─── Quoted text

This question has been posted here before, and the posted answer is wrong.

You're correct that distance is a factor in power loss. For a constant gauge wire, it will have a constant resistivity - or resistance per unit length. So as the length increases, so does the distance.

But here, they've given the resistance - so that's the total resistance of the entire length. The given distance is irrelevant (although you could be asked to compute the resistivity).

For the above question itself, the answers should be:

A. I = P/V = 900 MW / 700 kV = 900e6 W / 700e3 V = 1286 A

B. The methodology in the solution is correct. Voltage Drop = Current * Resistance (Ohm's Law). The resistance is given, not the resistivity, so the distance is irrelevant here. So you just put in the 0.2 ohms.

So Vdrop = 1286 A * 0.2 ohm = 257.2 V (not kV!).

Then power lost = Vdrop * I = 257.2 V * 1286 A = 330.8 kW (not MW!).

Alternatively if you plug in symbolically, you get Vdrop = I * R, and P = Vdrop * I, so P = I * (I * R) or P = I^2 * R. Then P = (1286 A)^2 * 0.2 ohms.

──────
─── Listed entries

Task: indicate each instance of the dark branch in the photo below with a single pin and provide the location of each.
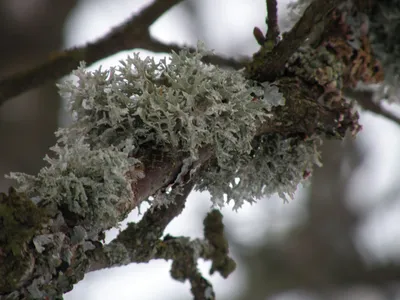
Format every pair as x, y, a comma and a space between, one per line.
272, 21
132, 34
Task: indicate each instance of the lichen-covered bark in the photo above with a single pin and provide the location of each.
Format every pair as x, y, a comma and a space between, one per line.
61, 246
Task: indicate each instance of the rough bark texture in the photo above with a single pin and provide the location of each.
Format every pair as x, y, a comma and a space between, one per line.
54, 248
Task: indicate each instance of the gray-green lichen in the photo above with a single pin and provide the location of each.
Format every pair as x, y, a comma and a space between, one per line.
179, 105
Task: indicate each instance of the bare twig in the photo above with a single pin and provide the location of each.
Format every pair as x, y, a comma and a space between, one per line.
272, 21
366, 101
131, 34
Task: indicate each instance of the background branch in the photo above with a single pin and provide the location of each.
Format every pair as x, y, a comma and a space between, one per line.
134, 33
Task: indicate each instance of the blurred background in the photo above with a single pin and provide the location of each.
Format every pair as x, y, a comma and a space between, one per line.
338, 239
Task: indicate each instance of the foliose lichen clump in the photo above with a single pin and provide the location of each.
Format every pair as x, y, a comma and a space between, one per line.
179, 105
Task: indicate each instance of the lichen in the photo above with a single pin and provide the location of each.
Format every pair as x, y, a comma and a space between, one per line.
178, 105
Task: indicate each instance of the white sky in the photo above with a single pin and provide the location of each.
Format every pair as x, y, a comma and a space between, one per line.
226, 26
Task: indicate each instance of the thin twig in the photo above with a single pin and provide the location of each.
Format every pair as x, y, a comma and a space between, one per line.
157, 46
131, 34
272, 21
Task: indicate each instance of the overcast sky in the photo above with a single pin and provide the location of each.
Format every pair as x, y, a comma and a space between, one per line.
226, 27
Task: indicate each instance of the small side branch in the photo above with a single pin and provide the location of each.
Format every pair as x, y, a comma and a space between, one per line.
272, 21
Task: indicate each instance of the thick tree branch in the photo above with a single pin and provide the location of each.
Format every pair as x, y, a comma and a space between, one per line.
314, 105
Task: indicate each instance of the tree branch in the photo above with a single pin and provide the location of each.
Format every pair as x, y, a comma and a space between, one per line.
131, 34
272, 21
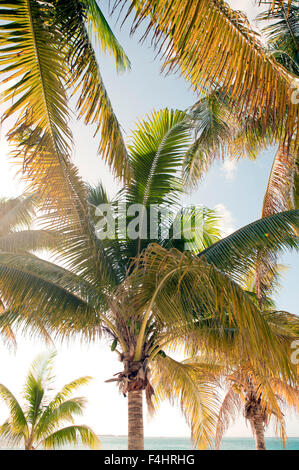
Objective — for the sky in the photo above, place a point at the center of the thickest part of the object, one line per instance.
(235, 189)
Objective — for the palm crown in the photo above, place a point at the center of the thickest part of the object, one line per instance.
(39, 423)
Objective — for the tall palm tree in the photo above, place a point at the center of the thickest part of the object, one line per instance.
(47, 57)
(147, 294)
(261, 397)
(39, 423)
(17, 236)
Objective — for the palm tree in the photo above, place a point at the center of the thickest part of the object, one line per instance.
(17, 236)
(146, 294)
(261, 397)
(39, 423)
(47, 57)
(210, 44)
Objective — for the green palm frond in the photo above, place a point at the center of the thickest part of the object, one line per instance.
(85, 80)
(104, 35)
(180, 288)
(201, 229)
(228, 412)
(39, 99)
(237, 253)
(35, 388)
(17, 213)
(35, 292)
(39, 424)
(28, 240)
(215, 131)
(187, 385)
(72, 435)
(10, 435)
(156, 152)
(53, 417)
(67, 390)
(211, 44)
(282, 34)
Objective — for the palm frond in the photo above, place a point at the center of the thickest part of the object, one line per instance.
(181, 289)
(187, 385)
(39, 102)
(85, 81)
(237, 253)
(18, 420)
(228, 412)
(53, 417)
(209, 43)
(33, 291)
(72, 435)
(17, 213)
(28, 240)
(104, 35)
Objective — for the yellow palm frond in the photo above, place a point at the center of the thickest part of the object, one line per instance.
(208, 42)
(188, 385)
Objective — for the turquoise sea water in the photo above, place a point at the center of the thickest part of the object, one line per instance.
(181, 443)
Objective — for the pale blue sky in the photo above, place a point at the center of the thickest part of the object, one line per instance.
(236, 190)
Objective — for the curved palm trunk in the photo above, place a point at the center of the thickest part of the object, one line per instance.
(135, 420)
(259, 432)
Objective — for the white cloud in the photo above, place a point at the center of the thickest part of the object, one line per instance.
(226, 219)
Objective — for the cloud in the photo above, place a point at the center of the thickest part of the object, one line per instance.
(226, 222)
(229, 168)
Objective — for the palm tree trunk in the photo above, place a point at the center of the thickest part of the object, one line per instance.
(135, 420)
(259, 432)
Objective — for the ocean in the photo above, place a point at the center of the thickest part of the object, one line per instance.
(182, 443)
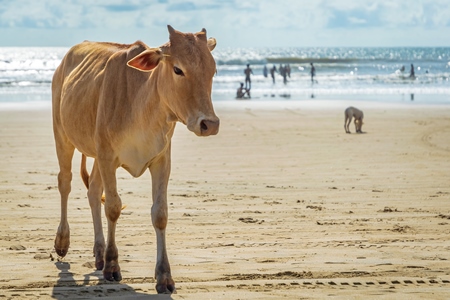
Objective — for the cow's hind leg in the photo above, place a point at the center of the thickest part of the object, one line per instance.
(113, 206)
(94, 195)
(64, 151)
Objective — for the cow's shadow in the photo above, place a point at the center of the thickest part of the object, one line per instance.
(68, 288)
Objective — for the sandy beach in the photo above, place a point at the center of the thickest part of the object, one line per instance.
(281, 204)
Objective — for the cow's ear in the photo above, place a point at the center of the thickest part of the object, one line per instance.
(146, 61)
(211, 44)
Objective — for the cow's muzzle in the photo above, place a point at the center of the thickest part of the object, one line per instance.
(209, 127)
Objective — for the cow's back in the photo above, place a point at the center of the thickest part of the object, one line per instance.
(77, 87)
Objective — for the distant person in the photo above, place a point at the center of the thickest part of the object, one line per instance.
(281, 70)
(284, 74)
(288, 70)
(265, 71)
(272, 73)
(248, 81)
(313, 72)
(412, 75)
(242, 91)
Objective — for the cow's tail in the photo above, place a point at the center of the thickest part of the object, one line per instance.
(85, 176)
(83, 171)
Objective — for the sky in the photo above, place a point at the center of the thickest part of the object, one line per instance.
(234, 23)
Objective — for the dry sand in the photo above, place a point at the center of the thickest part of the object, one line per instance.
(281, 204)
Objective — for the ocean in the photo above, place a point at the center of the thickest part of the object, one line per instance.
(373, 74)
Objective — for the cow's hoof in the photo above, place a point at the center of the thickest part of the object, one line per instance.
(61, 252)
(166, 289)
(112, 276)
(167, 286)
(99, 264)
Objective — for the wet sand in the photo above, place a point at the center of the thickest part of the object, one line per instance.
(282, 203)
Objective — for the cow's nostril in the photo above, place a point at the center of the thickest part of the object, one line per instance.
(203, 125)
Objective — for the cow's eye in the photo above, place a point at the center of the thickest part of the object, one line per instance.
(178, 71)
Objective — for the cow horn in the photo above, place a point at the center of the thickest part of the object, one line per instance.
(171, 30)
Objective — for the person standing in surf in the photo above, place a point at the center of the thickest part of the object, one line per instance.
(313, 73)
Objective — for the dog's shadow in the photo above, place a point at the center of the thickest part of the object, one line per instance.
(68, 288)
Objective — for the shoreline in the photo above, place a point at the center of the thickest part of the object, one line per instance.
(281, 203)
(265, 103)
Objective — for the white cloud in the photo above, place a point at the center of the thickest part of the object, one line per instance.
(245, 22)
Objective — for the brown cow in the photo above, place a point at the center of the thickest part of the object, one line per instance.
(119, 104)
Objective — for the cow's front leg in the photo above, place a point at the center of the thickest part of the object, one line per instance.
(160, 171)
(95, 194)
(113, 206)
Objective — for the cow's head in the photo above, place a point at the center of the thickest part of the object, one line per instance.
(184, 78)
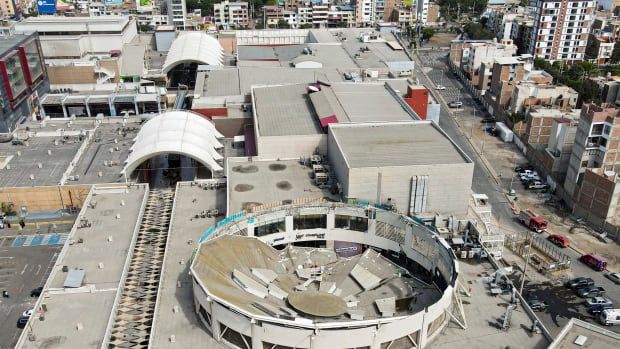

──────

#### Goal
Reproduce the power-loss explanation above word for word, from its first line to its last.

#### Result
This question has been posted here before, and the posted answer is wrong.

You're correct that distance is a factor in power loss. For a constant gauge wire, it will have a constant resistivity - or resistance per unit length. So as the length increases, so does the distance.

But here, they've given the resistance - so that's the total resistance of the entire length. The given distance is irrelevant (although you could be asked to compute the resistivity).

For the above question itself, the answers should be:

A. I = P/V = 900 MW / 700 kV = 900e6 W / 700e3 V = 1286 A

B. The methodology in the solution is correct. Voltage Drop = Current * Resistance (Ohm's Law). The resistance is given, not the resistivity, so the distance is irrelevant here. So you just put in the 0.2 ohms.

So Vdrop = 1286 A * 0.2 ohm = 257.2 V (not kV!).

Then power lost = Vdrop * I = 257.2 V * 1286 A = 330.8 kW (not MW!).

Alternatively if you plug in symbolically, you get Vdrop = I * R, and P = Vdrop * I, so P = I * (I * R) or P = I^2 * R. Then P = (1286 A)^2 * 0.2 ohms.